Several educational institutions throughout the country have been dedicated to advancing research surrounding racial health disparities. Tuskegee University in Alabama is one of the latest schools to receive a multi-million-dollar grant that will go towards exploring why African Americans are affected by diseases at a higher rate than individuals from other racial backgrounds, WSFA reported.
The $8.5 million grant, which was given to the institution by the National Institutes of Health, will help fund health education programs hosted in local communities that can potentially prevent African-Americans from being affected by diseases like HIV and obesity, the news outlet writes.
The university plans on teaming up with local leaders to spread awareness about diseases that disproportionately impact African-Americans and find solutions to overcoming these disparities. According to the news outlet, one of the primary focuses of the research will be prostate cancer; a disease in which rates amongst Black men are two-thirds higher than white men.

━━━━━━━━━━

INSTRUCTIONS FOR THE TASK
Output the part of the Tuskegee grant article between "Several educational institutions" and "news outlet writes.", inclusive, word for word. The data has nothing to do with the article on Tuskegee University's research grant.

DATASET EXCERPTS
━━━━━━━━━━

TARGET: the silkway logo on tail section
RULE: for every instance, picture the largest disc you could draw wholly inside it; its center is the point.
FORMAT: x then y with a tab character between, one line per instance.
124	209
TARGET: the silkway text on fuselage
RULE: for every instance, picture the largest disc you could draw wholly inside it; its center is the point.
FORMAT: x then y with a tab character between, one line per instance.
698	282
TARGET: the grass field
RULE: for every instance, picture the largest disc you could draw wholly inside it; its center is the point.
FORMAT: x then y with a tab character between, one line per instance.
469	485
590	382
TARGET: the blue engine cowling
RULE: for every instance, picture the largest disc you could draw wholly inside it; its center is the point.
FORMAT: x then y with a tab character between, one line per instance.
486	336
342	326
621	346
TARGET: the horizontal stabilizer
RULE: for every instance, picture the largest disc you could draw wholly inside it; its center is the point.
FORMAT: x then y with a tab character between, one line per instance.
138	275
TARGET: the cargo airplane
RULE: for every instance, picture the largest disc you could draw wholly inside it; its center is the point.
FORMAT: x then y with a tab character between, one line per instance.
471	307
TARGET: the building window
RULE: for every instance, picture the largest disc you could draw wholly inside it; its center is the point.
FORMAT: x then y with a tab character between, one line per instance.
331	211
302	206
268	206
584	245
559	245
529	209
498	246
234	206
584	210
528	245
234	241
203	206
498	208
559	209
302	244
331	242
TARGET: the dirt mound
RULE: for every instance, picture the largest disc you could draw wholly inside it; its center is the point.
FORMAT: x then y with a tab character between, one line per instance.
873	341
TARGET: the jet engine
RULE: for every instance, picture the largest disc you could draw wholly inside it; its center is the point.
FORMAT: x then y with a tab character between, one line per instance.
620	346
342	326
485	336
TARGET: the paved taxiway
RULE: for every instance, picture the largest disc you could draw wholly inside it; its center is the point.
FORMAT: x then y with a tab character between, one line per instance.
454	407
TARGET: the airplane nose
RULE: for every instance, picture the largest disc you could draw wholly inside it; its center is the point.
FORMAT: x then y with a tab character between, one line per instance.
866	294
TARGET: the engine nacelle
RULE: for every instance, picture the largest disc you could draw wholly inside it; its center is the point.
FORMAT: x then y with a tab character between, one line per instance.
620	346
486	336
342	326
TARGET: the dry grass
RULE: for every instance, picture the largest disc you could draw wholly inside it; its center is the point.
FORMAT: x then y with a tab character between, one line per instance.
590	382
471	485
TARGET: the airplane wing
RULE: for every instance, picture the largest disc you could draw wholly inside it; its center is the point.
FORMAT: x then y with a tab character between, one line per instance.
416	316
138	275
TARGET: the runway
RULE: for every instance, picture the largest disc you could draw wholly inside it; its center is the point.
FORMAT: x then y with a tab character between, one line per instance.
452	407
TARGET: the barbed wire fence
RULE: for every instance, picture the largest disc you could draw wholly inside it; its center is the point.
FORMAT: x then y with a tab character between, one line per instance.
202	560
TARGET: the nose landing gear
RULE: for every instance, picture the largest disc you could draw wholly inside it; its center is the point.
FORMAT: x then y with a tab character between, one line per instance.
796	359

━━━━━━━━━━

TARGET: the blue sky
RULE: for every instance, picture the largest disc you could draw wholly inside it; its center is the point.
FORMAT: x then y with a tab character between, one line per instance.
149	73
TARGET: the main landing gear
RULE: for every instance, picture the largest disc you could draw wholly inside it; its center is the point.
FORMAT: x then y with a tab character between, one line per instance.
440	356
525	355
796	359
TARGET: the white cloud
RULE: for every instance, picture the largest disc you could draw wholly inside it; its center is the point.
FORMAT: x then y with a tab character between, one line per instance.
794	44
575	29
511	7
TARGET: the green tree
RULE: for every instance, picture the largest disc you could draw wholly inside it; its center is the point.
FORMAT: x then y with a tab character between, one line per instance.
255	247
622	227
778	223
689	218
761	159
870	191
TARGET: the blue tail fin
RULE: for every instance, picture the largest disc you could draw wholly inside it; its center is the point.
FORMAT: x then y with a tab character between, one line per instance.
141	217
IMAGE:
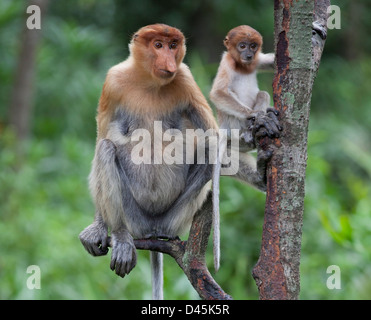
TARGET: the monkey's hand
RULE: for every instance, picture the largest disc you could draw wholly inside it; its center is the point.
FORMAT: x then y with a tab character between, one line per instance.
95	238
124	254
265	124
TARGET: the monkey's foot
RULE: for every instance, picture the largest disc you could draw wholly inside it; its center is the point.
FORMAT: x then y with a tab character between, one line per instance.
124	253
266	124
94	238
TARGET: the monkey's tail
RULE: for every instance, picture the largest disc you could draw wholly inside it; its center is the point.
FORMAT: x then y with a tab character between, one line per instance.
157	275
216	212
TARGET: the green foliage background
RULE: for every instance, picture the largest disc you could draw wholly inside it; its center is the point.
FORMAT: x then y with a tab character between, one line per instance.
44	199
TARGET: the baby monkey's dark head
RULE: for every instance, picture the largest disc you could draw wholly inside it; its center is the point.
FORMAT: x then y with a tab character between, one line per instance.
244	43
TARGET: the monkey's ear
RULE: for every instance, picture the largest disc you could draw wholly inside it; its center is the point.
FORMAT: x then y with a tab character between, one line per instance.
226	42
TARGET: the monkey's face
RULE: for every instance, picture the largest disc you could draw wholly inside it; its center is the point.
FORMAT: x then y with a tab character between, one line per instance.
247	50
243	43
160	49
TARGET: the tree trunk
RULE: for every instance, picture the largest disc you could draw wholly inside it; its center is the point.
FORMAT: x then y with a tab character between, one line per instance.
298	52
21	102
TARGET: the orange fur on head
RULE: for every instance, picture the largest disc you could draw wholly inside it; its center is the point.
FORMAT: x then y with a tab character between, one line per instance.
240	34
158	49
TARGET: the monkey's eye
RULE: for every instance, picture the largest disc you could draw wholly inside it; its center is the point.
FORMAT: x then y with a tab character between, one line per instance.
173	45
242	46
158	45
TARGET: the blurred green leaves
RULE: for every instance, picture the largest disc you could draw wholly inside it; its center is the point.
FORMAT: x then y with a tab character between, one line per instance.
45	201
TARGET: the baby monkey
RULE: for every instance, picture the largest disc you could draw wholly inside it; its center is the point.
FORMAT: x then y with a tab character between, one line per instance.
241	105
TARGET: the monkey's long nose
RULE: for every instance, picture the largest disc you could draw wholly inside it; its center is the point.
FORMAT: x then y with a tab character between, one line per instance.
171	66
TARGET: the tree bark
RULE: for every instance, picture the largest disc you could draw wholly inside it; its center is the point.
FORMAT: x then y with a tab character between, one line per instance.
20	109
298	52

━━━━━━━━━━

RESPONSE
Several educational institutions throughout the country have been dedicated to advancing research surrounding racial health disparities. Tuskegee University in Alabama is one of the latest schools to receive a multi-million-dollar grant that will go towards exploring why African Americans are affected by diseases at a higher rate than individuals from other racial backgrounds, WSFA reported.
The $8.5 million grant, which was given to the institution by the National Institutes of Health, will help fund health education programs hosted in local communities that can potentially prevent African-Americans from being affected by diseases like HIV and obesity, the news outlet writes.